### Exercise aim:
Beneath this task are records; print exactly the stretch of them from the line with "sample | x=741, y=192" through the line with "target | green rice field", both ends included.

[Data entries]

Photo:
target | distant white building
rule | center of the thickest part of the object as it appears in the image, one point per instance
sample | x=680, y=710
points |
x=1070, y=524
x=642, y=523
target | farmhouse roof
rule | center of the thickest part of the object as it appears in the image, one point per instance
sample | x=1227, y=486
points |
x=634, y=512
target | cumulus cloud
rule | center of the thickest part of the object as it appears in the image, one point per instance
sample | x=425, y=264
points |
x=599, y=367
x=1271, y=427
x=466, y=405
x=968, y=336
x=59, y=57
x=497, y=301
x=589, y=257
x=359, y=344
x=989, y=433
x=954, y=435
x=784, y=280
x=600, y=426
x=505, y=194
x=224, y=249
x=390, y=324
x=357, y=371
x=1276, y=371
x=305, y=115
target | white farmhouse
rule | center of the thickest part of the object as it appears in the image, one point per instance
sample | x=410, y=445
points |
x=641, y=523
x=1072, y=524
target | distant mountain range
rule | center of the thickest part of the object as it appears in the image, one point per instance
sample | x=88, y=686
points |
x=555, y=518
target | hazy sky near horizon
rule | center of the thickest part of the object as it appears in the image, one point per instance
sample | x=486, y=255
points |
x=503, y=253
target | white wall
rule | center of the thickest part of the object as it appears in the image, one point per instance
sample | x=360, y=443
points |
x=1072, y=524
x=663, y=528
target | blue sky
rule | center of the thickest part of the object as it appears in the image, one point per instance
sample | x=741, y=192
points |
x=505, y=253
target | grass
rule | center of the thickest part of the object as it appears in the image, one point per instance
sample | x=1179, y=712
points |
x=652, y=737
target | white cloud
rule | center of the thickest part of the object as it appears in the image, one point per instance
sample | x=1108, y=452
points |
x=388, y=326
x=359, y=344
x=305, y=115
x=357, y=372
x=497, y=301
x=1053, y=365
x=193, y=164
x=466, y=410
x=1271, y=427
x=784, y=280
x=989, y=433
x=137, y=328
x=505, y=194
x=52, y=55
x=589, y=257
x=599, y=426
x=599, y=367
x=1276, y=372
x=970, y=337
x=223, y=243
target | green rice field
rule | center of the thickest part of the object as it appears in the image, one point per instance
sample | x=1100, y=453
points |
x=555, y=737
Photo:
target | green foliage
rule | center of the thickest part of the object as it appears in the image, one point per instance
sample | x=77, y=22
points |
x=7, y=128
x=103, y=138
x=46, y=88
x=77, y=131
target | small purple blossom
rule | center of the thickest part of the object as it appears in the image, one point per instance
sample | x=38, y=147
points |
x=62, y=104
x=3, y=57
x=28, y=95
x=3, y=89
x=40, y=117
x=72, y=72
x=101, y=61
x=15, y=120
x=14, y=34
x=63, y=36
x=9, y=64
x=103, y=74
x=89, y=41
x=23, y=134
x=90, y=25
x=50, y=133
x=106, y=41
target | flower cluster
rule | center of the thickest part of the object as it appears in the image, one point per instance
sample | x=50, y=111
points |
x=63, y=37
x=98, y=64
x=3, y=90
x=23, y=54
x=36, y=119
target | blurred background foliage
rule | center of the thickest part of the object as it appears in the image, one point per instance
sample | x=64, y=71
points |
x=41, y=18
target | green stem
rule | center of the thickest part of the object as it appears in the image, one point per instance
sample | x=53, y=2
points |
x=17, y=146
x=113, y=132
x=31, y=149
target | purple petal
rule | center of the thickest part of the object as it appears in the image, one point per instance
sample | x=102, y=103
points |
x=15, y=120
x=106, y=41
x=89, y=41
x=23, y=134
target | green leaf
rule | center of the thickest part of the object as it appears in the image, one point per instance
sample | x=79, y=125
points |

### Answer to the problem:
sample | x=741, y=192
points |
x=505, y=253
target | grass
rule | center of the thickest part of the object as it appears in the image, one point per instance
sample | x=1179, y=712
points |
x=652, y=737
target | white cloud
rule | center of the thickest part of the object as it appears in the image, one point per instance
sample | x=1108, y=452
points |
x=388, y=326
x=359, y=344
x=305, y=115
x=357, y=372
x=497, y=301
x=1053, y=365
x=193, y=164
x=466, y=410
x=1271, y=427
x=784, y=280
x=989, y=433
x=137, y=328
x=505, y=194
x=52, y=55
x=589, y=257
x=599, y=426
x=599, y=367
x=1276, y=372
x=970, y=337
x=223, y=243
target | green rice field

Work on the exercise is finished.